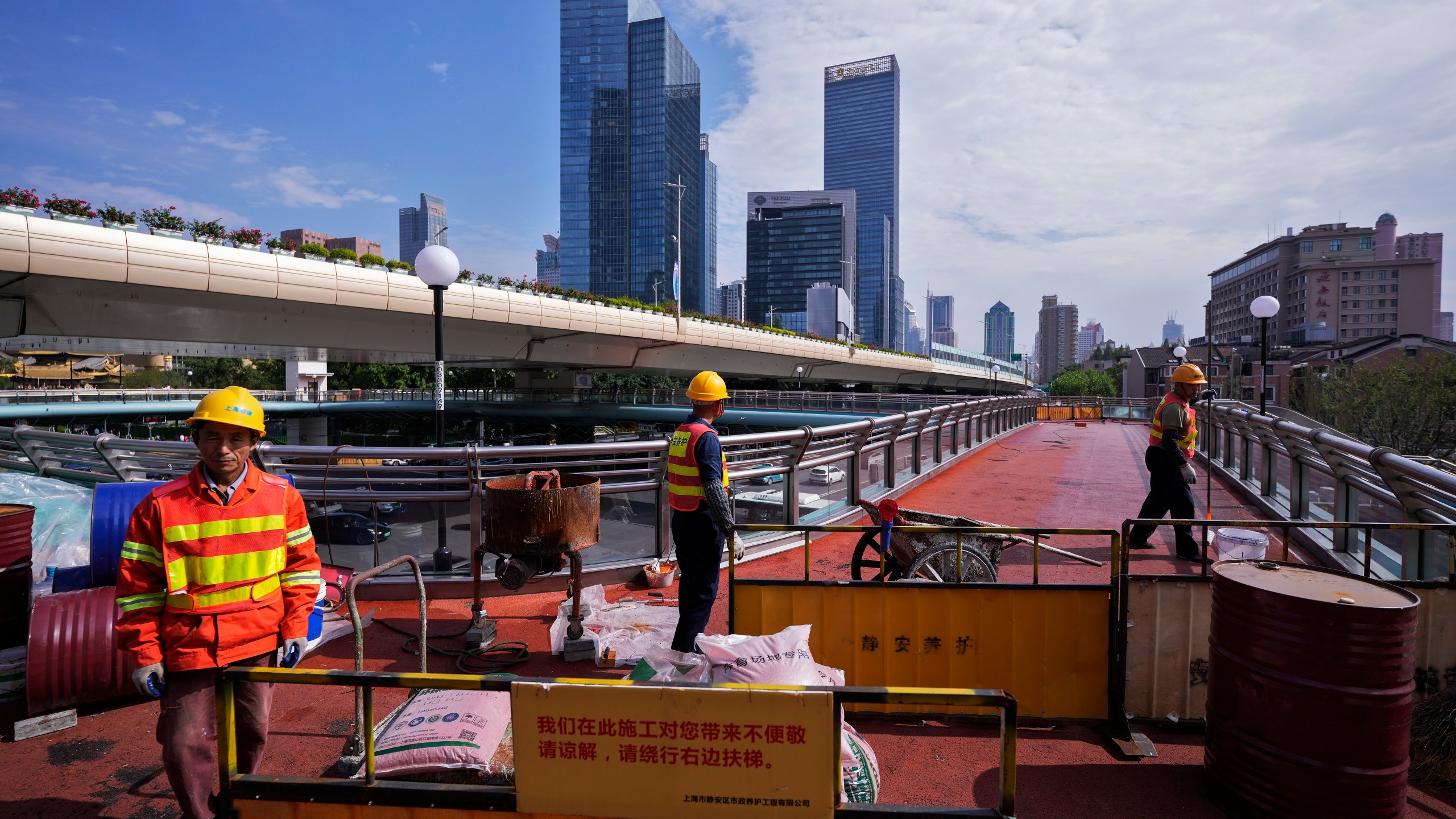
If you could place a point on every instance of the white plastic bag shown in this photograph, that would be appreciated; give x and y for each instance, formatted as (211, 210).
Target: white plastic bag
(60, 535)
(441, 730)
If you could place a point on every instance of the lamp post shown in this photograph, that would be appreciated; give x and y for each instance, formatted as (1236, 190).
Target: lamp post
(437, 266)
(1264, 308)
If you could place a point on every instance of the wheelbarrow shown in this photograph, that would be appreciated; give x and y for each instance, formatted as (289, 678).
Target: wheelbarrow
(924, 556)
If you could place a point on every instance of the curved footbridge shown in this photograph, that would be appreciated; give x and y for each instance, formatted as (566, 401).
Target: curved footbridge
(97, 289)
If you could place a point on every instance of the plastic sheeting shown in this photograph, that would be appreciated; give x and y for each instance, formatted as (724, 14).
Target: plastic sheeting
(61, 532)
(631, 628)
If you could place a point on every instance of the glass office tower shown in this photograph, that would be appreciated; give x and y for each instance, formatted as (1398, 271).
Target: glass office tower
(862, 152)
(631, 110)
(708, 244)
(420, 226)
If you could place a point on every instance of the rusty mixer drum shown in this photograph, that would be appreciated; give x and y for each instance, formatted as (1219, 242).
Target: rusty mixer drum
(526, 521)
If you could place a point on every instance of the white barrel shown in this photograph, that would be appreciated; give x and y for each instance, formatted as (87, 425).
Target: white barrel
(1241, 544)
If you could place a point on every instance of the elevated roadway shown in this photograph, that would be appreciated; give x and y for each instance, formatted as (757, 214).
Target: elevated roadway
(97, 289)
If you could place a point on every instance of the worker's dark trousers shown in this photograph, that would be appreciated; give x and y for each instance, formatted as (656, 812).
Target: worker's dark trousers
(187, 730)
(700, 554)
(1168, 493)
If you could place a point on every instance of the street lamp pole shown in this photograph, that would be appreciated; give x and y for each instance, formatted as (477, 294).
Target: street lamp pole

* * *

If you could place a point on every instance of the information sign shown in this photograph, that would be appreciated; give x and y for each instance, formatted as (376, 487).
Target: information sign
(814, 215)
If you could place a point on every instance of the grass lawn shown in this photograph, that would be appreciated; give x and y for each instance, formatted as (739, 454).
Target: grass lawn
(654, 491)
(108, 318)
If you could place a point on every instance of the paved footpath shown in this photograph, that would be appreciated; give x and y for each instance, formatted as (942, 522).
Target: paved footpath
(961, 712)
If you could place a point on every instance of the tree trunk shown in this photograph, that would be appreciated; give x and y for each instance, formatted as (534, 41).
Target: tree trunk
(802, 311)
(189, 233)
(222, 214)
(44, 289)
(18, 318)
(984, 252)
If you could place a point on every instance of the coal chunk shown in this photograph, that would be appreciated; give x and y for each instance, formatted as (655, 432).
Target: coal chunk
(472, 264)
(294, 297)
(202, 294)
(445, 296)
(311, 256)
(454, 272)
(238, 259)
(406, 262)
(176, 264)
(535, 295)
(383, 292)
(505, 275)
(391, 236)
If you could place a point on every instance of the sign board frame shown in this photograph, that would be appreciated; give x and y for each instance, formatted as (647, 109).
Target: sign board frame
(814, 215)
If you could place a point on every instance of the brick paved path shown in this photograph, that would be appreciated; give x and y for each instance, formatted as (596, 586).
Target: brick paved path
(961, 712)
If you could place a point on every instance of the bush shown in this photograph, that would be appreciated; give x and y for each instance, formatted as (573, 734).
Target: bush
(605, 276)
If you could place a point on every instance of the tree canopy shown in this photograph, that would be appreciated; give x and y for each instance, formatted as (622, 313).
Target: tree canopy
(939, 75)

* * *

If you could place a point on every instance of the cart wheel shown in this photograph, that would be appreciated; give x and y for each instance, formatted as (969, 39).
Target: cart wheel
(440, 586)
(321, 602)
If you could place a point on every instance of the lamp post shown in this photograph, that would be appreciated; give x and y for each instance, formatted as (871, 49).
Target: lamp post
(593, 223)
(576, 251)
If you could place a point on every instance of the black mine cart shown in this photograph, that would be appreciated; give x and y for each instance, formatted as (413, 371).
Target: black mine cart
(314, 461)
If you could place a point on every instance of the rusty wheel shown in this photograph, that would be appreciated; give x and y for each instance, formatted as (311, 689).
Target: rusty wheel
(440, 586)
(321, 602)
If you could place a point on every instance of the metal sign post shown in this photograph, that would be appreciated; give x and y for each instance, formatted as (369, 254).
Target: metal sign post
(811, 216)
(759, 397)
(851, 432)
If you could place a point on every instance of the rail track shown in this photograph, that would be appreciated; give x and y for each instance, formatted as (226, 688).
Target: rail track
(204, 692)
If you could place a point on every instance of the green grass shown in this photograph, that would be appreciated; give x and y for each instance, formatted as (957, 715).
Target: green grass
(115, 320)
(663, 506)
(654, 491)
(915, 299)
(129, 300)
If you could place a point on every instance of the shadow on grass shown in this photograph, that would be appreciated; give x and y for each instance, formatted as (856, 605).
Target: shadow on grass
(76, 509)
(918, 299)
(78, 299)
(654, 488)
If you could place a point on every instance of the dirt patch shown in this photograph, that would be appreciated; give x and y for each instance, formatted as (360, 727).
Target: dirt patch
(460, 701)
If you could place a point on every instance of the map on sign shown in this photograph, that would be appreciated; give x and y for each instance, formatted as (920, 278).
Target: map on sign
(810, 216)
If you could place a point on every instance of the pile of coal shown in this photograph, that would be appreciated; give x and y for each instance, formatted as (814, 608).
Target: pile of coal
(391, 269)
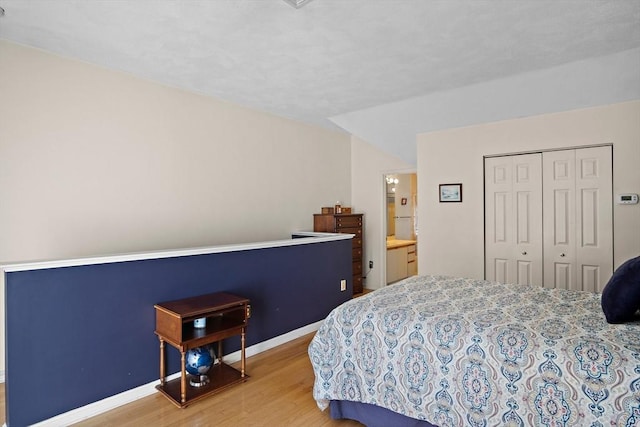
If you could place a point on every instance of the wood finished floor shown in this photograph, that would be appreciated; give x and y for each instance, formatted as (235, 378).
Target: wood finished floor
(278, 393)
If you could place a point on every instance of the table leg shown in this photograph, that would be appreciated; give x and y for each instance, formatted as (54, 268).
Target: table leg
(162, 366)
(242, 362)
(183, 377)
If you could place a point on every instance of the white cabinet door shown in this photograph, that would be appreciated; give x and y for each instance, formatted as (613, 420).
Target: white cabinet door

Challenge: Rewrite the material from the line with "as (957, 715)." through the line with "Target: white cabinet door", putting "image" in place of "photograph" and keeping everything else unchanged. Omit the pictures from your answer.

Solution:
If you could place a point on every instance of the green grass shown in this image, that would be appreciated; give x and y for each instance, formatted as (957, 715).
Target: green grass
(115, 320)
(663, 506)
(654, 491)
(915, 299)
(129, 300)
If you could place a point on every instance of the shadow on grass shown in this image, that would be appreciated; give x and y for each instance, formatted as (856, 605).
Target: shadow on grass
(76, 509)
(918, 299)
(78, 299)
(654, 488)
If you could place a point on every instance of the dirt patch shown in this image, that would be appreciated; give x and y for each instance, formatted as (360, 727).
Target: dirt patch
(460, 701)
If you could place a point on every instance of the map on sign shown in this image, that would be appreciated; give x and y for each instance, formatted as (920, 278).
Target: map on sign
(810, 216)
If you could place a point on every instance of the pile of coal shown in this image, that would be appreciated; give x and y for each instance, formatted as (814, 608).
Target: pile of coal
(391, 269)
If you could place a point on every instance of the wood finished floor shown in this image, that would be appreciated; give x and y for each instance, formatted as (235, 378).
Target: wood finished floor
(278, 393)
If you could place a point on every instance of the table leg shown in this image, that would be appreciated; give x and y for each instance, formatted as (54, 268).
Target: table leg
(162, 366)
(242, 362)
(183, 377)
If you could place a point on every instance of the white cabinet door shown in this image, that would be appreciated; give x and y for each instance, formatted as (613, 420).
Target: white cabinet door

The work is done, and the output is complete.